Natural-language object grounding data
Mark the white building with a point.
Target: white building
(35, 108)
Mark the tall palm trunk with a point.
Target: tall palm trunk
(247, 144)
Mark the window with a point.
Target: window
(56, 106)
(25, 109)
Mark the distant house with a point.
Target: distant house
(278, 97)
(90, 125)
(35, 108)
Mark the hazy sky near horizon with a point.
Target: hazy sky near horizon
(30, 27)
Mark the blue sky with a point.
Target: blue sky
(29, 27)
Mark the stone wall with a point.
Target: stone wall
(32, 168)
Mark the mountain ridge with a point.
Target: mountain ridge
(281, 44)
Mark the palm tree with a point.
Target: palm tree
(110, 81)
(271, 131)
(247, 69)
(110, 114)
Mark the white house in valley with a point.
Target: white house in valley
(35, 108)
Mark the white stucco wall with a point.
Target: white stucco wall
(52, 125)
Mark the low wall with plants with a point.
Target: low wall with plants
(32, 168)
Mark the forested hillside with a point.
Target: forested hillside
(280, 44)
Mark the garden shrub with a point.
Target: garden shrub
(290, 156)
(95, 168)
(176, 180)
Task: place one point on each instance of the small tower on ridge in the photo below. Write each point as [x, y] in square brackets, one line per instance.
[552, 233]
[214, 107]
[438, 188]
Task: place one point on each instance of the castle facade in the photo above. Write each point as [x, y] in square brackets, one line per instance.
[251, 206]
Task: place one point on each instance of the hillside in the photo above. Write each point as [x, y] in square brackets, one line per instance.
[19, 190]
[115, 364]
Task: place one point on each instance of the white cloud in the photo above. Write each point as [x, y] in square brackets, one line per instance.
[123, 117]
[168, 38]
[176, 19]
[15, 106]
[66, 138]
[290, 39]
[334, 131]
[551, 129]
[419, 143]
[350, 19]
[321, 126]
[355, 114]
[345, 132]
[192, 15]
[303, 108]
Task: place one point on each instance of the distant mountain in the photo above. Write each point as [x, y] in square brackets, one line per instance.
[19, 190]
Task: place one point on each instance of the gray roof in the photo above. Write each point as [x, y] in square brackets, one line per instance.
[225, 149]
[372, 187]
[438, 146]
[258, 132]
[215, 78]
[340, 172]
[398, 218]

_EXERCISE DESCRIPTION_: Write out exactly the lines that begin at the one containing "Mark the forested hillside with a point." and continue through the last line of the data, and only those.

_TASK SOLUTION_:
Mark the forested hillside with a point.
Target: forested hillside
(280, 44)
Mark the garden shrub with a point.
Target: garden shrub
(290, 156)
(95, 168)
(176, 180)
Task: place one point on each instance of the small tower on ridge in the photo below. Write each point as [x, y] in square brackets, one line per instance.
[552, 233]
[214, 107]
[438, 188]
Task: place one point on each instance of the castle facade in the photo above. Write each point as [x, y] in square brackets, one line per instance.
[251, 206]
Task: place one point on each instance of the hillside in the photo above. Write each point as [x, y] in square brackets, one line per instance.
[19, 190]
[115, 364]
Task: place one point on each instance of the white cloud in the photo above. Write each point as [x, y] in square brackets, one line per instance.
[123, 117]
[168, 38]
[176, 19]
[15, 106]
[66, 138]
[290, 39]
[334, 131]
[551, 129]
[419, 143]
[350, 19]
[321, 126]
[355, 114]
[345, 132]
[192, 15]
[303, 108]
Task: place one point on each instance of the distant mountain in the photo above. Write each point as [x, y] in square brackets, one line per instance.
[19, 190]
Task: place one point on each instance of the gray roof in the photo above. Write each point as [x, y] in square brackets, one line per instance.
[225, 149]
[372, 187]
[438, 146]
[258, 132]
[215, 78]
[340, 172]
[398, 218]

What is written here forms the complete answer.